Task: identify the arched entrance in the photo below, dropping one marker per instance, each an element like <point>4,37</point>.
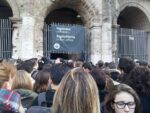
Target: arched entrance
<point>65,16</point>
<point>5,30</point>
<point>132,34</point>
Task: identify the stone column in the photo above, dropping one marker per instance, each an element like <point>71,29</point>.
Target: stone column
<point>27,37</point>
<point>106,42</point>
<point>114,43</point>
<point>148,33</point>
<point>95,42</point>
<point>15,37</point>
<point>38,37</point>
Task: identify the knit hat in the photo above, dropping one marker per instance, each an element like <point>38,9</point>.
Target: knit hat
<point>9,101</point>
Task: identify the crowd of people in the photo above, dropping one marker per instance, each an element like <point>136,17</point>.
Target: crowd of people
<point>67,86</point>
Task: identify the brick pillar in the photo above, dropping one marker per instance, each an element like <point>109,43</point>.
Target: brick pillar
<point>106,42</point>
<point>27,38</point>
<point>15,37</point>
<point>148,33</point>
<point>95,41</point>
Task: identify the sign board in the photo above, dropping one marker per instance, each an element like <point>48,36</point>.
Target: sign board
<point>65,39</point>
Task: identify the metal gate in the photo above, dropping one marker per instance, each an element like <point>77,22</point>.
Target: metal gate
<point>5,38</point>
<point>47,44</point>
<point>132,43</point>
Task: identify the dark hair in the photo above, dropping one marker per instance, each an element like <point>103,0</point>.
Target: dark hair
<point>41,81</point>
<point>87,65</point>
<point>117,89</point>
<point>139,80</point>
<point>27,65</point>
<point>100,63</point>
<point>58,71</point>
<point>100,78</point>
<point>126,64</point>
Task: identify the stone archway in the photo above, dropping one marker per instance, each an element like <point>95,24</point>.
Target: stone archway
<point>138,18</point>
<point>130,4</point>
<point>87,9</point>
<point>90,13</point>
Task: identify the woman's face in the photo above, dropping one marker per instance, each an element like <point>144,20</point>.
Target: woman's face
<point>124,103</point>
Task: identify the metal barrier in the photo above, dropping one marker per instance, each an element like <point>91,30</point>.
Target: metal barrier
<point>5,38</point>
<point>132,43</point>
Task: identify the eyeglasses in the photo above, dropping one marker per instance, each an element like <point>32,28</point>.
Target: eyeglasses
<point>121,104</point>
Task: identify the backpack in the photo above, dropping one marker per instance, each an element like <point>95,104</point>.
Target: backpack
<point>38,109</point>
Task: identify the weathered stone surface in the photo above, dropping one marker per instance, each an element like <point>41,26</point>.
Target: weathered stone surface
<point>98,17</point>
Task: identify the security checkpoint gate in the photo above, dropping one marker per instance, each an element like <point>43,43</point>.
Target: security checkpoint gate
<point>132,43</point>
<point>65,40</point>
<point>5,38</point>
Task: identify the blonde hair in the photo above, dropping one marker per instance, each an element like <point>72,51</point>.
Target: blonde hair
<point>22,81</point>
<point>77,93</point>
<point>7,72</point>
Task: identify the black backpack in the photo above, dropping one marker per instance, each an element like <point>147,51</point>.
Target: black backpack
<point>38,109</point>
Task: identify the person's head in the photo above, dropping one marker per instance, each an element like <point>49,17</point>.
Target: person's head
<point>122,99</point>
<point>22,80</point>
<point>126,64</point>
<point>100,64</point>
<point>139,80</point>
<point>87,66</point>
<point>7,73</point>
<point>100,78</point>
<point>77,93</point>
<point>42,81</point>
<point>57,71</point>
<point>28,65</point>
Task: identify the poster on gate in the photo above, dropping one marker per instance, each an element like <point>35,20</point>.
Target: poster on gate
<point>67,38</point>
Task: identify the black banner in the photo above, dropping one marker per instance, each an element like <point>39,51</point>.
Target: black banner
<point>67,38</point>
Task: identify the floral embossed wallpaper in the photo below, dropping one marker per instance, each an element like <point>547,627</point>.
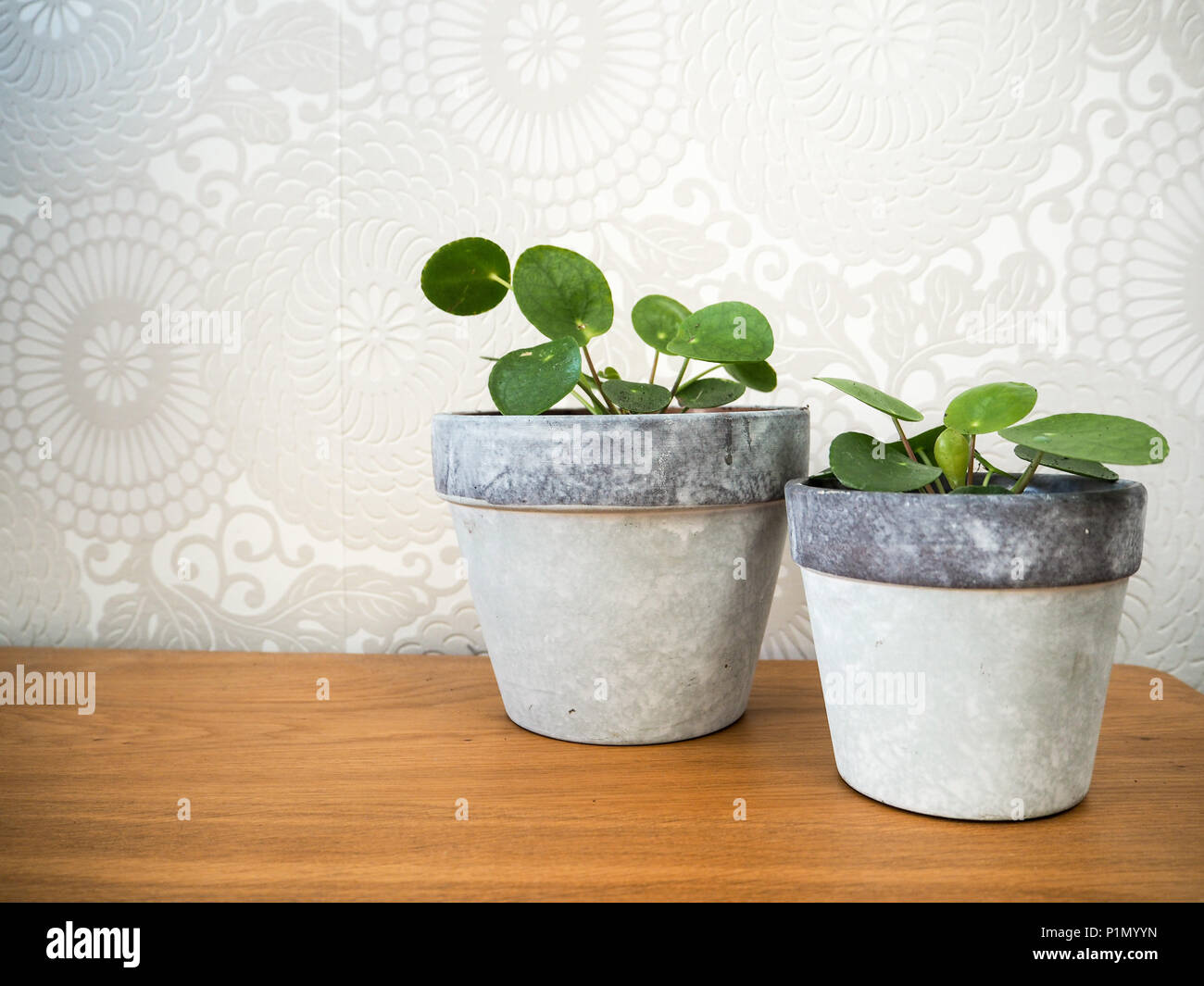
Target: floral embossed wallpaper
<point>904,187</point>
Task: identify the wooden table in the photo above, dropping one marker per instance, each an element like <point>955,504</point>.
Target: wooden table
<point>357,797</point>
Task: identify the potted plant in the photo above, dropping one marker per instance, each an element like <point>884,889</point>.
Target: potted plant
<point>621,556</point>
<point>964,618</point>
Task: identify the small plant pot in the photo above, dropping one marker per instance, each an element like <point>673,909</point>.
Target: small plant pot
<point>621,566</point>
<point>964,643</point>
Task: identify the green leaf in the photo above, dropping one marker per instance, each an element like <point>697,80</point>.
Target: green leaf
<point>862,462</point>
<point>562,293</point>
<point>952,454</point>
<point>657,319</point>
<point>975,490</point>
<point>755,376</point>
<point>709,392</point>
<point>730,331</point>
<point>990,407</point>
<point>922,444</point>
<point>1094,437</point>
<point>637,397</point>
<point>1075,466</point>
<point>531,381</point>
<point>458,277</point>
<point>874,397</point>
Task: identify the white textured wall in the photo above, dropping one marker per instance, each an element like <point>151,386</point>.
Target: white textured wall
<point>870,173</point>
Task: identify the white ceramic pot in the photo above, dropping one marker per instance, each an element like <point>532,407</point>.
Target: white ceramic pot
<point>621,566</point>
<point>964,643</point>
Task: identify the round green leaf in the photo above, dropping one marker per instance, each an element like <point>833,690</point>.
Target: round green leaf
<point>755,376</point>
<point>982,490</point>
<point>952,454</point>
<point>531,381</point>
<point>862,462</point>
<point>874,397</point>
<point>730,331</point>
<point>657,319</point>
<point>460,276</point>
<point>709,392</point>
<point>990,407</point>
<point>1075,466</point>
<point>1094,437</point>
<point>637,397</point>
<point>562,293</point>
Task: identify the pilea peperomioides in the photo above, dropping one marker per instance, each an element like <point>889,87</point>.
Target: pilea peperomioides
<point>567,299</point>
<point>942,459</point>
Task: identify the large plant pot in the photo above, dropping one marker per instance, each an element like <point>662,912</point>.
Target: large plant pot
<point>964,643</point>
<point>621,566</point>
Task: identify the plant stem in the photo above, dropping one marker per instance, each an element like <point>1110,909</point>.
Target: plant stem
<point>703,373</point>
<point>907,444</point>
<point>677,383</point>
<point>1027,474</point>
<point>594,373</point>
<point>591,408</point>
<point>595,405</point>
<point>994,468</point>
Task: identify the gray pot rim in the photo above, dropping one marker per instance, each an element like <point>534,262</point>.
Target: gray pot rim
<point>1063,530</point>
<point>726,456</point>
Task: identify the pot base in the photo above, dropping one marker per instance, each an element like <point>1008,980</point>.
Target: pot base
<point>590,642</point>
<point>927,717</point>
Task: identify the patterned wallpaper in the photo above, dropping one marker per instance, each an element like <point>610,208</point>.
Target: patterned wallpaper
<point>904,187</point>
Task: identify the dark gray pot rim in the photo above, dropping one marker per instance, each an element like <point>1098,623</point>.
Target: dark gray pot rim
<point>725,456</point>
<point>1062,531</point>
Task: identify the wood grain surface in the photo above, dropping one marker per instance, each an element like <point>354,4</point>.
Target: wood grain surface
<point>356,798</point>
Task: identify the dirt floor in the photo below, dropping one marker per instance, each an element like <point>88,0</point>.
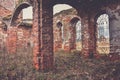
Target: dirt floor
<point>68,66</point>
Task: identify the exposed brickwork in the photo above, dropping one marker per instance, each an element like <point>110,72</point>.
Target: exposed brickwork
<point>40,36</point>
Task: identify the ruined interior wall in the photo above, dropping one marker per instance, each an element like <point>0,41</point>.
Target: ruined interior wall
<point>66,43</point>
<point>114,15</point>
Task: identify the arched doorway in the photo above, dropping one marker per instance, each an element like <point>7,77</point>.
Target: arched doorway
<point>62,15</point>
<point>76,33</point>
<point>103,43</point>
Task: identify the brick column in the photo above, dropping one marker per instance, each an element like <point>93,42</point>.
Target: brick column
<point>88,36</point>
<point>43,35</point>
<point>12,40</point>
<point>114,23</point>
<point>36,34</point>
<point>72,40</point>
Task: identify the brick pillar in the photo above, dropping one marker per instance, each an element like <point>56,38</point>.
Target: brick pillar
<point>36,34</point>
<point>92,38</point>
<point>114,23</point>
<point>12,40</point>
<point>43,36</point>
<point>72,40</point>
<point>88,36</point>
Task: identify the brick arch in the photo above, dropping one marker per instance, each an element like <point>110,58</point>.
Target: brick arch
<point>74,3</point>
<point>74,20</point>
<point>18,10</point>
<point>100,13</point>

YOUR INSTRUCTIONS. Rewrite the part of the lines that opens with the line containing "Task: identify the sign" and closes with the line containing "<point>121,104</point>", switching "metal gate" to "iron gate" and leaving everything else unchanged.

OUTPUT FOR THIS EXERCISE.
Task: identify the sign board in the photo above, dropping one marker per instance, each an element like <point>48,36</point>.
Target: sign board
<point>65,39</point>
Task: identify the iron gate in the photo above, dropping one marker per instance, each an element like <point>77,22</point>.
Target: iron gate
<point>5,38</point>
<point>47,44</point>
<point>132,43</point>
Task: identify the dark hair in the photo above, dropping one marker per instance, each an element like <point>103,0</point>.
Target: dark hair
<point>41,81</point>
<point>87,65</point>
<point>117,89</point>
<point>139,80</point>
<point>27,65</point>
<point>100,63</point>
<point>58,71</point>
<point>100,78</point>
<point>126,64</point>
Task: identify the stone archway in the photo above, dropping one marker per instance, each an element like <point>95,24</point>.
Target: stone archway
<point>138,18</point>
<point>130,4</point>
<point>87,9</point>
<point>90,13</point>
Task: identify the woman's face in the photo above, dropping one marker per instance, each an element like <point>144,20</point>.
Target: woman's face
<point>124,103</point>
Task: identify the metal barrier in the photo above, dropping one marker per instance, each an element like <point>91,30</point>.
Target: metal barrier
<point>5,38</point>
<point>132,43</point>
Task: identify the eyeglasses in the photo above, dropping one marker per instance, each an element like <point>32,28</point>.
Target: eyeglasses
<point>121,104</point>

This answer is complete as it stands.